■ Extracted entries:
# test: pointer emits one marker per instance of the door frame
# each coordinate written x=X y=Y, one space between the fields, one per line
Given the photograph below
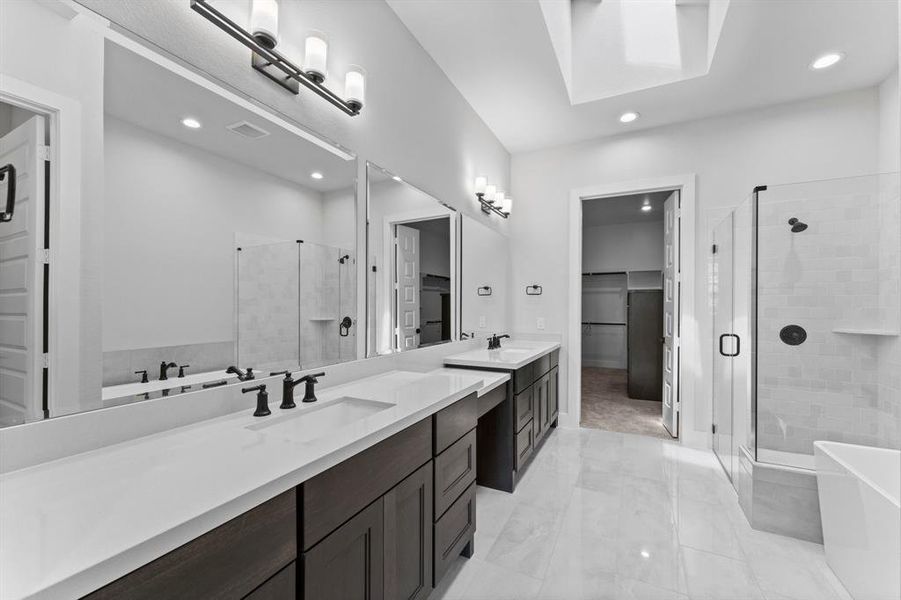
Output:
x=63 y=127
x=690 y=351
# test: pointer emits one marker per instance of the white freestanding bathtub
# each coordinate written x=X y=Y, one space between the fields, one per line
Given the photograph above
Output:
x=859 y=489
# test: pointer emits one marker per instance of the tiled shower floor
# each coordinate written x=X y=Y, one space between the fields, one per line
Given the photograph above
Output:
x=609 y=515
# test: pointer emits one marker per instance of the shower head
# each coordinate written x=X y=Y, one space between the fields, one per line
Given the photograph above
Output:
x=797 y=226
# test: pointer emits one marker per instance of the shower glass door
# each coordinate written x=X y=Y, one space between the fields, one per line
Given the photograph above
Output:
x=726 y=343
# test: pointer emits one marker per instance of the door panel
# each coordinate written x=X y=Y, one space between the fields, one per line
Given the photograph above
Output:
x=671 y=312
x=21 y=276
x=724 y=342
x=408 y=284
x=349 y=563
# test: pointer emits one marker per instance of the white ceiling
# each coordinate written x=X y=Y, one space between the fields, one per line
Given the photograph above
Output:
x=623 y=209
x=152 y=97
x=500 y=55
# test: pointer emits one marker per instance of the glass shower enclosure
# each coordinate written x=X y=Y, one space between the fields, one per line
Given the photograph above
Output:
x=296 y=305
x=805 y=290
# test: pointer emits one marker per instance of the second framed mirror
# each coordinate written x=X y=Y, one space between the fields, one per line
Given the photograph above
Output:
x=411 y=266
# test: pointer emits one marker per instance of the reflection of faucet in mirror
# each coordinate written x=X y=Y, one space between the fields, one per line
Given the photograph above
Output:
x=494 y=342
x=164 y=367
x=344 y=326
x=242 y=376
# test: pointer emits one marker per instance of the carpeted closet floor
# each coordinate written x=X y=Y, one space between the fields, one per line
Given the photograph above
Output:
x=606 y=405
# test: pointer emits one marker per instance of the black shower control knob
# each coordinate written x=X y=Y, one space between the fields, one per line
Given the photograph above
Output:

■ Task details: If a line in the entries holds the word "marker", count it. Report the total only.

■ Your solution: 12